*Description of the task:* Rewrite every one of the rows below, changing "apple" to "cherry" and leaving everything else as it is.

*Task inputs:*
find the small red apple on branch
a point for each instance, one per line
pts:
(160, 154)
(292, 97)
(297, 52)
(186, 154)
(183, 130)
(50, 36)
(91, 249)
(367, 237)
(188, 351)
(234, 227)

*Result of the task:*
find the small red cherry on branch
a point for each instance, one per line
pts:
(160, 154)
(292, 97)
(297, 52)
(186, 154)
(183, 130)
(50, 36)
(91, 249)
(367, 237)
(188, 351)
(234, 227)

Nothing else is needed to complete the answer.